**Provided passage**:
Start of Block

Air pollution is usually thought of as being outdoors, but the air in your house or any other enclosed space could also be polluted. Indoor air pollution refers to chemical, physical, or biological contaminants in indoor air. This type of air pollution has received negligible attention even though it kills up to 800,000 children each year, mainly from pneumonia.
There are many sources of this pollution like tobacco smoke, carbon monoxide, pesticides and lead. The biggest source of indoor air pollution is burning wood, coal or other cheap fuels in kitchens; it kills about 1.5 million people worldwide each year. This source of pollution is typically overlooked but it is a serious problem in developing countries. Afghanistan, Pakistan and Bangladesh, followed by India and Laos account for the highest percentage of death and disease linked to indoor air pollution in Asia.
Some health effects can be useful indicators of an indoor air quality problem, especially if they appear after a person moves to a new residence, remodels or refurnishes a home, or treats a home with pesticides. Immediate effects may show up after a single exposure or repeated exposures. These include irritation of the eyes, nose, and throat, headaches, dizziness, and fatigue. Such immediate effects are usually short-term and treatable. Other health effects may show up after long or repeated periods of exposure. These effects include some respiratory diseases, heart disease, and cancer.
To safe guard from indoor air pollution it is important that the residential space is well-ventilated. Most home heating and cooling systems, including forced air heating systems, do not mechanically bring fresh air into the house. Opening windows and doors, operating exhaust fans in the kitchen and bathroom increases the outdoor ventilation rate. In the longer run we need to move to improved stoves and cleaner fuels.

End of Block

**Exercise set**:
(a) Restate the part of the indoor air pollution text that opens with "Air pollution is usually" and closes with "pollution in Asia.", swapping "kitchens" for "homes".
(b) Answer these questions from the indoor air pollution text.
(i) How many children does indoor air pollution kill each year, and mainly from what?
(ii) What is the biggest source of indoor air pollution?
(iii) Which health effects may appear after long or repeated periods of exposure?
(c) Using the indoor air pollution text, decide whether each statement agrees with it, and answer yes or no.
(i) Most home heating and cooling systems mechanically bring fresh air into the house.
(ii) Immediate health effects are usually short-term and treatable.
(iii) India accounts for the highest percentage of death and disease linked to indoor air pollution in Asia.
Use only the indoor air pollution text to answer.

Natural-language object grounding data:

Start of Block

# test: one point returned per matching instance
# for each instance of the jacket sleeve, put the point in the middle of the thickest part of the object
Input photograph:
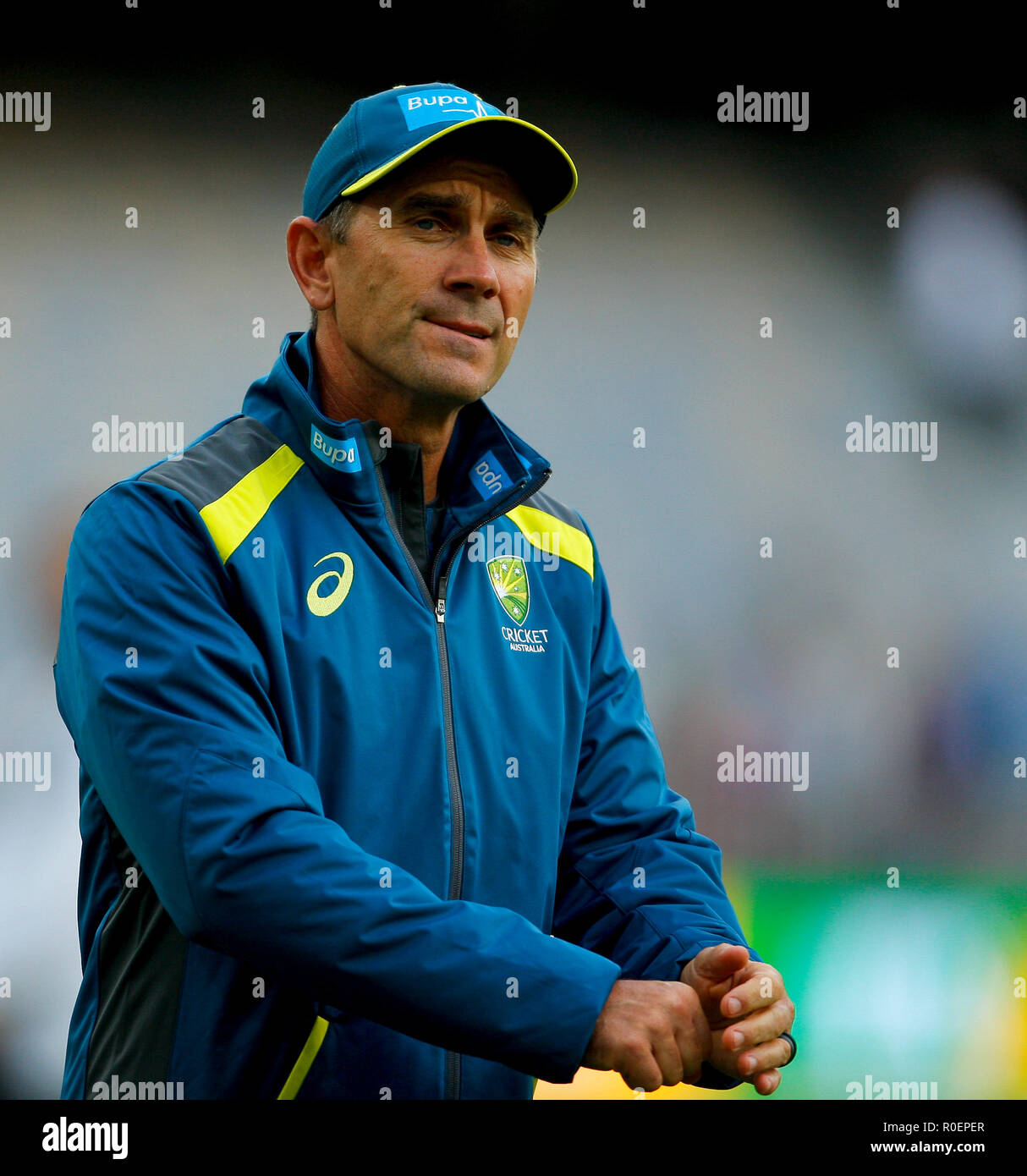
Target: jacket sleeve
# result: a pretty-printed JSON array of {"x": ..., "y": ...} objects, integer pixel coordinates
[
  {"x": 637, "y": 882},
  {"x": 168, "y": 701}
]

End of Block

**Solutions below**:
(a)
Air pollution is usually thought of as being outdoors, but the air in your house or any other enclosed space could also be polluted. Indoor air pollution refers to chemical, physical, or biological contaminants in indoor air. This type of air pollution has received negligible attention even though it kills up to 800,000 children each year, mainly from pneumonia.
There are many sources of this pollution like tobacco smoke, carbon monoxide, pesticides and lead. The biggest source of indoor air pollution is burning wood, coal or other cheap fuels in homes; it kills about 1.5 million people worldwide each year. This source of pollution is typically overlooked but it is a serious problem in developing countries. Afghanistan, Pakistan and Bangladesh, followed by India and Laos account for the highest percentage of death and disease linked to indoor air pollution in Asia.

(b)
(i) Up to 800,000 children, mainly from pneumonia.
(ii) Burning wood, coal or other cheap fuels in kitchens.
(iii) Some respiratory diseases, heart disease, and cancer.

(c)
(i) No: "Most home heating and cooling systems, including forced air heating systems, do not mechanically bring fresh air into the house."
(ii) Yes: "Such immediate effects are usually short-term and treatable."
(iii) No: "Afghanistan, Pakistan and Bangladesh, followed by India and Laos account for the highest percentage of death and disease linked to indoor air pollution in Asia."